══ Page text
As a biographer, Eisler brings out the positive and the negative traits and behaviors of Chopin and Sand, both as individuals and as participants in the relationship, in such a way that the reader gets to know these troubled, yet fascinating and brilliant, characters as three-dimensional people with all their faults and virtues. By the end of the book, I felt that I had begun to know Chopin and Sand as a friend or close acquaintance might, that is, by feeling and instinct as well as factual knowledge.
Eisler manages to accomplish this feat of empathy while sticking closely to the known facts of her subjects' lives, inventing little, and declining the temptation to flights of theoretical interpretation. The reader is shown everything, and allowed to allocate his or her sympathies where he or she will. The result is a biography which, while it does not break new ground in scholarship, did touch me and acquaint me with the human dimension of these lives.
Rating: 4
Summary: The unromantic daily lives of two pillars of romanticism.
════
*Written exercise 1*.
Answer these questions from the review.
(a) What rating is given?
(b) Which two people are the subjects of Eisler's biography?
(c) Does the reviewer say the biography breaks new ground in scholarship?
*Written exercise 2*. In the review, list each thing Eisler is said to do while accomplishing the "feat of empathy."
══ Material
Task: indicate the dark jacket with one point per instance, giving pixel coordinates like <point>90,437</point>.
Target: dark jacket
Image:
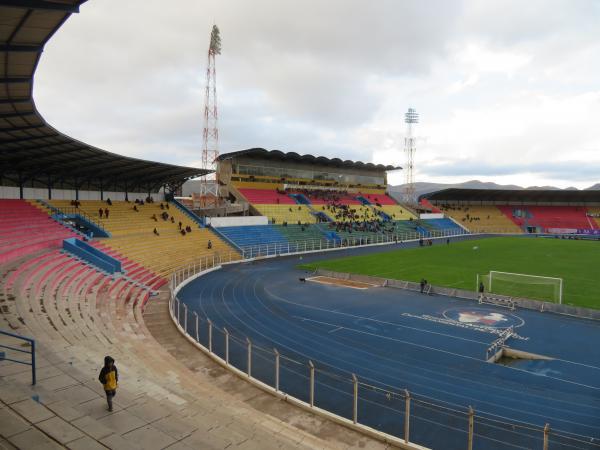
<point>109,376</point>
════
*Complete response 1*.
(a) 4
(b) Chopin and Sand
(c) No

*Complete response 2*.
- Sticking closely to the known facts of her subjects' lives
- Inventing little
- Declining the temptation to flights of theoretical interpretation